* **STUDY TEXT**
19 KiB
| name | description | homepage | user-invocable | metadata | |||||||||||||||||||||||||
|---|---|---|---|---|---|---|---|---|---|---|---|---|---|---|---|---|---|---|---|---|---|---|---|---|---|---|---|---|---|
| noxa | Web extraction engine with antibot bypass. Scrape, crawl, extract, summarize, search, map, diff, monitor, research, and analyze any URL — including Cloudflare-protected sites. Use when you need reliable web content, the built-in web_fetch fails, or you need structured data extraction from web pages. | https://noxa.io | true |
|
noxa
High-quality web extraction with automatic antibot bypass. Beats Firecrawl on extraction quality and handles Cloudflare, DataDome, and JS-rendered pages automatically.
When to use this skill
- Always when you need to fetch web content and want reliable results
- When
web_fetchreturns empty/blocked content (403, Cloudflare challenges) - When you need structured data extraction (pricing tables, product info)
- When you need to crawl an entire site or discover all URLs
- When you need LLM-optimized content (cleaner than raw markdown)
- When you need to summarize a page without reading the full content
- When you need to detect content changes between visits
- When you need brand identity analysis (colors, fonts, logos)
- When you need web search results with optional page scraping
- When you need deep multi-source research on a topic
- When you need AI-guided scraping to accomplish a goal on a page
- When you need to monitor a URL for changes over time
API base
All requests go to https://api.noxa.io/v1/.
Authentication: Authorization: Bearer $NOXA_API_KEY
Endpoints
1. Scrape — extract content from a single URL
curl -X POST https://api.noxa.io/v1/scrape \
-H "Authorization: Bearer $NOXA_API_KEY" \
-H "Content-Type: application/json" \
-d '{
"url": "https://example.com",
"formats": ["markdown"],
"only_main_content": true
}'
Request fields:
| Field | Type | Default | Description |
|---|---|---|---|
url |
string | required | URL to scrape |
formats |
string[] | ["markdown"] |
Output formats: markdown, text, llm, json |
include_selectors |
string[] | [] |
CSS selectors to keep (e.g. ["article", ".content"]) |
exclude_selectors |
string[] | [] |
CSS selectors to remove (e.g. ["nav", "footer", ".ads"]) |
only_main_content |
bool | false |
Extract only the main article/content area |
no_cache |
bool | false |
Skip cache, fetch fresh |
max_cache_age |
int | server default | Max acceptable cache age in seconds |
Response:
{
"url": "https://example.com",
"metadata": {
"title": "Example",
"description": "...",
"language": "en",
"word_count": 1234
},
"markdown": "# Page Title\n\nContent here...",
"cache": { "status": "miss" }
}
Format options:
markdown— clean markdown, best for general usetext— plain text without formattingllm— optimized for LLM consumption: includes page title, URL, and cleaned content with link references. Best for feeding to AI models.json— full extraction result with all metadata
When antibot bypass activates (automatic, no extra config):
{
"antibot": {
"bypass": true,
"elapsed_ms": 3200
}
}
2. Crawl — scrape an entire website
Starts an async job. Poll for results.

* **WORK TASK 1**
According to the noxa API page, to what base address do all requests go?
* **WORK TASK 2**
Carry the noxa API page on from its final line, "Starts an async job. Poll for results."
The material that follows isn't needed here.

* **RECORDS PROVIDED**
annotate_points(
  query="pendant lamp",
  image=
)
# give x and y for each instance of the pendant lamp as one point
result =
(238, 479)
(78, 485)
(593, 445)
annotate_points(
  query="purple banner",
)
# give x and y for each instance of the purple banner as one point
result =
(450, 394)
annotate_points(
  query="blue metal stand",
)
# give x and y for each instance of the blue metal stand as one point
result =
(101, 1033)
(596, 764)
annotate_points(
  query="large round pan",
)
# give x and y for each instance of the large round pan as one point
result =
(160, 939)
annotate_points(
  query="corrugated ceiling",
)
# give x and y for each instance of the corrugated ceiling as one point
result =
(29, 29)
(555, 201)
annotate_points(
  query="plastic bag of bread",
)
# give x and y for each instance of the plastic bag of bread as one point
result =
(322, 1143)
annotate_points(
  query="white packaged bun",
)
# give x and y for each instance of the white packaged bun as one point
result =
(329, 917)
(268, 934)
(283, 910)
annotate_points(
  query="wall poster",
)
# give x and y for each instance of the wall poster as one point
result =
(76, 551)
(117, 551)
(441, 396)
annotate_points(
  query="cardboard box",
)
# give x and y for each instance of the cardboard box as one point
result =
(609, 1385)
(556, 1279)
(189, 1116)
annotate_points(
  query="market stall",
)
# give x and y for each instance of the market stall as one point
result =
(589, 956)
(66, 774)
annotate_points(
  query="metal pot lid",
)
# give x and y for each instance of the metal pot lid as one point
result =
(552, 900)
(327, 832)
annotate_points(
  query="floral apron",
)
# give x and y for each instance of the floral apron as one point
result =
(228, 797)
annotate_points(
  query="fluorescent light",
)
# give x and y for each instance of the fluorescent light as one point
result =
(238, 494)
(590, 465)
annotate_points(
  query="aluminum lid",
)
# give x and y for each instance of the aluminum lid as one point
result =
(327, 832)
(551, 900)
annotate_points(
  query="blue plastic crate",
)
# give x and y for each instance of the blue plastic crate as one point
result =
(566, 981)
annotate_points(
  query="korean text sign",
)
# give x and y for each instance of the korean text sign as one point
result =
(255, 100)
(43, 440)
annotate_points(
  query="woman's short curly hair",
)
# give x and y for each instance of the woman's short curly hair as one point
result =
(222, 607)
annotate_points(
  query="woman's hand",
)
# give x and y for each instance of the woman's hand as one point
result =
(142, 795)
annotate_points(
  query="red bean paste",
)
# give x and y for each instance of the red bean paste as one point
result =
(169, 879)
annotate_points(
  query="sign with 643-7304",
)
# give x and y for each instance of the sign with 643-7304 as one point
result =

* **RESPONSE BOX 1**
https://api.noxa.io/v1/

* **RESPONSE BOX 2**
Start crawl:
curl -X POST https://api.noxa.io/v1/crawl \
-H "Authorization: Bearer $NOXA_API_KEY" \
-H "Content-Type: application/json" \
-d '{
"url": "https://docs.example.com",
"max_depth": 3,
"max_pages": 50,
"use_sitemap": true
}'
Response: { "job_id": "abc-123", "status": "running" }
Poll status:
curl https://api.noxa.io/v1/crawl/abc-123 \
-H "Authorization: Bearer $NOXA_API_KEY"
Response when complete:
{
"job_id": "abc-123",
"status": "completed",
"total": 47,
"completed": 45,
"errors": 2,
"pages": [
{
"url": "https://docs.example.com/intro",
"markdown": "# Introduction\n...",
"metadata": { "title": "Intro", "word_count": 500 }
}
]
}
Request fields:
| Field | Type | Default | Description |
|---|---|---|---|
url |
string | required | Starting URL |
max_depth |
int | 3 |
How many links deep to follow |
max_pages |
int | 100 |
Maximum pages to crawl |
use_sitemap |
bool | false |
Seed URLs from sitemap.xml |
formats |
string[] | ["markdown"] |
Output formats per page |
include_selectors |
string[] | [] |
CSS selectors to keep |
exclude_selectors |
string[] | [] |
CSS selectors to remove |
only_main_content |
bool | false |
Main content only |
3. Map — discover all URLs on a site
Fast URL discovery without full content extraction.
curl -X POST https://api.noxa.io/v1/map \
-H "Authorization: Bearer $NOXA_API_KEY" \
-H "Content-Type: application/json" \
-d '{"url": "https://example.com"}'
Response:
{
"url": "https://example.com",
"count": 142,
"urls": [
"https://example.com/about",
"https://example.com/pricing",
"https://example.com/docs/intro"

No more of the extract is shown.